Task description: Please convert the lines below into a JSON list of strings, one string per line and no blank lines, beginning at the first line and stopping after the one that contains "Provide the mask of every instance of the wooden". Leave the pictures out of the list.

Provided records:
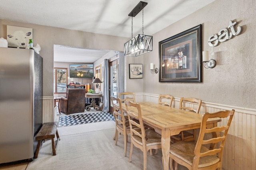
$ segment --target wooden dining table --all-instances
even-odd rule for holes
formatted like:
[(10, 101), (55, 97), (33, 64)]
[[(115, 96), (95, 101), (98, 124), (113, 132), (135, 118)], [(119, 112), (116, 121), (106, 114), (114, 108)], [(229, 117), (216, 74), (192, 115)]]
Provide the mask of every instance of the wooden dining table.
[[(143, 123), (154, 128), (156, 132), (162, 135), (163, 169), (168, 170), (171, 135), (178, 135), (182, 131), (200, 128), (202, 115), (150, 102), (139, 103)], [(126, 113), (124, 103), (122, 103), (122, 108), (124, 113)], [(136, 109), (129, 108), (129, 111), (137, 112)], [(220, 119), (209, 120), (207, 121), (208, 128), (216, 126), (217, 123), (221, 121)]]

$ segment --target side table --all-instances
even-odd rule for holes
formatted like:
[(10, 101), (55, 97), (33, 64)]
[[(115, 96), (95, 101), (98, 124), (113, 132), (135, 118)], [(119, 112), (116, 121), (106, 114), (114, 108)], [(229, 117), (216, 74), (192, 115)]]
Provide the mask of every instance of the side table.
[(91, 109), (90, 107), (93, 106), (93, 108), (96, 110), (100, 110), (100, 107), (96, 104), (95, 103), (95, 98), (100, 98), (102, 97), (102, 94), (100, 93), (86, 93), (85, 97), (92, 98), (92, 103), (90, 105), (87, 106), (85, 109), (89, 111)]
[(56, 102), (58, 101), (58, 108), (59, 110), (59, 113), (60, 114), (60, 99), (61, 98), (56, 97), (54, 98), (54, 107), (56, 106)]

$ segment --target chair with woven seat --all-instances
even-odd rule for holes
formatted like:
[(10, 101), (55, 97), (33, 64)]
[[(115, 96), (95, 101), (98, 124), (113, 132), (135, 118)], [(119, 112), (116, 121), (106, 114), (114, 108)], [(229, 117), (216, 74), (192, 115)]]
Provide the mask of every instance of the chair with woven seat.
[[(140, 105), (139, 104), (133, 103), (130, 101), (124, 101), (126, 110), (127, 112), (129, 123), (130, 129), (131, 148), (129, 157), (129, 162), (130, 162), (132, 154), (133, 146), (140, 149), (143, 153), (143, 167), (144, 170), (147, 169), (147, 155), (148, 151), (152, 149), (157, 149), (161, 148), (161, 135), (157, 133), (152, 129), (144, 129), (144, 125), (141, 115)], [(131, 107), (137, 109), (137, 113), (130, 111)], [(139, 122), (134, 121), (131, 119), (134, 117)], [(138, 132), (135, 127), (140, 128), (141, 131)], [(156, 152), (154, 153), (156, 154)]]
[[(122, 96), (123, 97), (122, 98)], [(131, 101), (135, 102), (135, 93), (131, 92), (123, 92), (118, 94), (118, 98), (121, 100), (122, 103), (125, 100)]]
[(110, 96), (111, 103), (114, 109), (113, 114), (116, 121), (116, 132), (113, 139), (116, 140), (116, 145), (117, 145), (118, 132), (124, 135), (124, 155), (126, 156), (126, 144), (128, 133), (130, 133), (129, 122), (126, 120), (122, 108), (121, 100), (118, 98)]
[[(173, 100), (173, 96), (172, 96), (168, 94), (159, 94), (158, 104), (172, 107)], [(169, 103), (167, 102), (167, 100), (170, 100)]]
[[(235, 110), (225, 110), (203, 115), (199, 135), (196, 143), (194, 141), (181, 141), (171, 144), (170, 151), (170, 166), (173, 170), (173, 163), (177, 170), (178, 164), (187, 167), (189, 170), (218, 170), (222, 169), (222, 154), (225, 142), (228, 135)], [(206, 122), (212, 118), (226, 119), (226, 123), (224, 125), (206, 128)], [(205, 134), (215, 133), (210, 139), (205, 138)], [(211, 135), (209, 135), (211, 136)], [(210, 150), (210, 144), (214, 147)]]
[[(196, 109), (192, 107), (190, 107), (190, 106), (187, 106), (188, 104), (186, 104), (186, 105), (185, 104), (185, 103), (186, 102), (190, 103), (194, 106), (197, 105), (197, 107)], [(184, 98), (182, 97), (180, 101), (180, 109), (183, 109), (199, 113), (201, 104), (202, 100), (200, 99), (192, 98)], [(171, 136), (172, 142), (175, 143), (180, 141), (194, 141), (196, 140), (196, 129), (193, 129), (193, 134), (187, 131), (182, 131), (178, 135)]]

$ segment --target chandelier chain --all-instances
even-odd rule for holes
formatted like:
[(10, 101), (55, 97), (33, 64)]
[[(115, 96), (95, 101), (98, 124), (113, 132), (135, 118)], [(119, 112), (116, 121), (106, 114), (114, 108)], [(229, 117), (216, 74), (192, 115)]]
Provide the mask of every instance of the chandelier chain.
[(143, 25), (143, 23), (144, 23), (144, 19), (143, 18), (144, 18), (144, 9), (142, 9), (142, 35), (144, 35), (144, 31), (143, 30), (144, 29), (144, 25)]
[(132, 37), (133, 37), (133, 36), (132, 36), (132, 18), (133, 18), (133, 17), (132, 16)]

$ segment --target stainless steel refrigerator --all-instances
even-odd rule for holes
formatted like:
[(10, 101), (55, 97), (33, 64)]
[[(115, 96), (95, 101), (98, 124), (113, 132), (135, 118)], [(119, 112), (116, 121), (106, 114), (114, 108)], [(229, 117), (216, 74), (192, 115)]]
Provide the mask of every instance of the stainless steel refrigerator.
[(33, 160), (42, 124), (42, 58), (0, 47), (0, 164)]

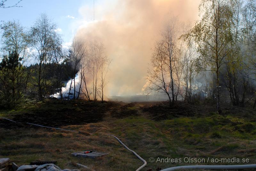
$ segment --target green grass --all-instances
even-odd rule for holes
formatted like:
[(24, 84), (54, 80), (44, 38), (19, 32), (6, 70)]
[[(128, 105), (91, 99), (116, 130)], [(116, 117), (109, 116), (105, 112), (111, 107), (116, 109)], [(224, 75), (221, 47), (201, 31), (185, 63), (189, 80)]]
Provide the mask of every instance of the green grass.
[[(37, 105), (37, 109), (40, 105), (44, 107), (47, 103)], [(79, 103), (81, 105), (82, 103), (72, 102), (68, 107), (80, 110), (74, 105)], [(100, 106), (103, 105), (97, 105)], [(56, 105), (58, 107), (68, 107), (65, 104), (60, 105), (50, 103), (43, 110), (47, 111)], [(142, 163), (115, 139), (106, 135), (111, 134), (148, 162), (142, 170), (150, 168), (155, 170), (159, 166), (163, 168), (188, 164), (231, 164), (151, 163), (148, 160), (150, 157), (236, 157), (249, 158), (249, 163), (256, 163), (256, 124), (252, 121), (256, 117), (254, 112), (250, 112), (247, 117), (242, 113), (222, 115), (212, 113), (155, 121), (140, 110), (141, 106), (136, 105), (128, 108), (138, 110), (140, 114), (137, 116), (121, 119), (110, 116), (97, 123), (62, 127), (86, 133), (42, 128), (0, 128), (0, 158), (10, 158), (20, 165), (36, 160), (56, 160), (57, 165), (63, 169), (80, 168), (74, 164), (78, 163), (97, 171), (109, 168), (114, 171), (123, 170), (123, 168), (127, 170), (136, 170)], [(36, 106), (31, 106), (19, 111), (29, 112), (36, 109)], [(4, 112), (1, 114), (8, 116), (20, 112)], [(86, 149), (105, 152), (109, 154), (95, 159), (77, 158), (70, 154)]]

Solution to this problem:
[
  "$ segment --target wooden dining table --all-instances",
  "even-odd rule for holes",
  "formatted like:",
  "[(10, 101), (55, 97), (33, 64)]",
  "[[(115, 96), (95, 101), (98, 124), (113, 132), (135, 118)], [(119, 112), (116, 121), (106, 114), (114, 108)], [(229, 117), (216, 74), (192, 115)]]",
  "Provide the mask of every instance of the wooden dining table."
]